WORK TASK = What you return should be every record, retyped without a single change.

INPUT DATA =
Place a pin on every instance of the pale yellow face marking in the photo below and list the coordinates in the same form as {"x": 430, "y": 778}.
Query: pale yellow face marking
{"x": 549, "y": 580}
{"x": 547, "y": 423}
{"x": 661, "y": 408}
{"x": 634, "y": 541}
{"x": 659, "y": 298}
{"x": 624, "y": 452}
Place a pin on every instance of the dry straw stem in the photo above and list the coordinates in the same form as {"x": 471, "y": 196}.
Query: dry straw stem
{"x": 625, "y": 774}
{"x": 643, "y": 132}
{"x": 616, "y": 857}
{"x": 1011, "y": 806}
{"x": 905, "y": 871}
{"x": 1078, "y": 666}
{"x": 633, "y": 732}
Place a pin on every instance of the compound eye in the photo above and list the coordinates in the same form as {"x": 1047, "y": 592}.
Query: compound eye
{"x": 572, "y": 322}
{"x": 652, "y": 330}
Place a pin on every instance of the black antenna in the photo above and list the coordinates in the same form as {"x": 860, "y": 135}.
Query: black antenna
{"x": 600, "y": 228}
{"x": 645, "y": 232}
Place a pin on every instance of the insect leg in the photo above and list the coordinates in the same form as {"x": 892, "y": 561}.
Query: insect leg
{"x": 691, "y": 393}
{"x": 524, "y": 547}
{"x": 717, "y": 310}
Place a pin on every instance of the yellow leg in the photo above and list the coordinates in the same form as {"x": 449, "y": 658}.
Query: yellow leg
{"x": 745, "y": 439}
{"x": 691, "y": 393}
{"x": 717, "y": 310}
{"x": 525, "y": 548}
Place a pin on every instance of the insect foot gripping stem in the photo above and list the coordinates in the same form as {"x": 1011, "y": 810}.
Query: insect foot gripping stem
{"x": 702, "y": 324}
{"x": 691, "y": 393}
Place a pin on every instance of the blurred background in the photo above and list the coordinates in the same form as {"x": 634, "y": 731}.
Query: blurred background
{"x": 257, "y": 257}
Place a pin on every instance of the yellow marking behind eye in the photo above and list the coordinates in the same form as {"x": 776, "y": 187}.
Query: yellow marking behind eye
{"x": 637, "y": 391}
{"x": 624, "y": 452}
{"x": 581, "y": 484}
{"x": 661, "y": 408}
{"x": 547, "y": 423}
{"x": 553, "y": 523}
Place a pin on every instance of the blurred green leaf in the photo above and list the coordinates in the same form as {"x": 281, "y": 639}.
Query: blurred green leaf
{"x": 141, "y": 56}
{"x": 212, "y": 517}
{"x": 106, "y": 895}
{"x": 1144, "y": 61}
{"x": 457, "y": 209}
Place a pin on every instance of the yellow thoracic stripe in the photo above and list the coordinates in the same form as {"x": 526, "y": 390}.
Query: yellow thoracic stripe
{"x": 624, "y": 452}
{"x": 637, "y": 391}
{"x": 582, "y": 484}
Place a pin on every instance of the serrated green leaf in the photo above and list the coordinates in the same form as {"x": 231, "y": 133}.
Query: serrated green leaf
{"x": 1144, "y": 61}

THE COMPLETED TASK =
Place a pin on every instance of the pale yellow face marking in the photo below and list the coordinates in the same form as {"x": 430, "y": 778}.
Query: pale yellow face marking
{"x": 549, "y": 580}
{"x": 547, "y": 423}
{"x": 661, "y": 408}
{"x": 634, "y": 541}
{"x": 659, "y": 298}
{"x": 624, "y": 452}
Place a pin on every instance of the dry straw stem in the photo above and list the coordinates in the same form as {"x": 471, "y": 196}.
Query: dry straw stem
{"x": 625, "y": 774}
{"x": 643, "y": 132}
{"x": 616, "y": 857}
{"x": 1011, "y": 806}
{"x": 905, "y": 871}
{"x": 1078, "y": 666}
{"x": 633, "y": 732}
Place a pin on every instance of the compound eye in the photo above and list the coordinates in the same form as {"x": 1047, "y": 592}.
Query: compound eye
{"x": 572, "y": 322}
{"x": 652, "y": 330}
Place a pin on every instance of the black antenna in the photo above and list the coordinates in the same form as {"x": 860, "y": 135}.
Query: black antenna
{"x": 600, "y": 228}
{"x": 645, "y": 232}
Place a pin on every instance of the insect leg in the photo above and list the coordinates in the same form as {"x": 892, "y": 561}.
Query: insect leg
{"x": 691, "y": 393}
{"x": 524, "y": 547}
{"x": 717, "y": 310}
Place a pin on every instance of the yellow leg in the photo above and list the coordinates in the same form as {"x": 449, "y": 658}.
Query: yellow leg
{"x": 745, "y": 439}
{"x": 691, "y": 393}
{"x": 717, "y": 310}
{"x": 525, "y": 548}
Place a pin on every instance of the insect foot gripping stem in the photo above and list the coordinates in the same form as {"x": 1011, "y": 810}.
Query: insect foot gripping stem
{"x": 702, "y": 324}
{"x": 691, "y": 393}
Place a pin on every instance of the blurred background in the photo above and list the coordinates in the same form as {"x": 634, "y": 731}.
Query: blurred background
{"x": 257, "y": 257}
Place a pin on every instance of the yellow marking behind eye in the photo above and list the coordinates in the same form as {"x": 776, "y": 187}.
Query: yellow marking behind eye
{"x": 637, "y": 391}
{"x": 624, "y": 452}
{"x": 581, "y": 484}
{"x": 661, "y": 408}
{"x": 547, "y": 423}
{"x": 553, "y": 523}
Place a pin on every instance of the blurred green leaf in the photo above and list the coordinates in the same form as {"x": 281, "y": 639}.
Query: blurred green leaf
{"x": 141, "y": 56}
{"x": 212, "y": 517}
{"x": 106, "y": 895}
{"x": 1144, "y": 61}
{"x": 457, "y": 209}
Place a pin on every instance of the yellow thoracic stripe in the photo above and list the coordinates in the same form as {"x": 526, "y": 390}.
Query: yellow thoracic stripe
{"x": 624, "y": 452}
{"x": 637, "y": 391}
{"x": 582, "y": 484}
Place a pin on every instance of the serrated green leaf in the photo above and list the coordinates in the same form as {"x": 231, "y": 133}.
Query: serrated green leaf
{"x": 1144, "y": 61}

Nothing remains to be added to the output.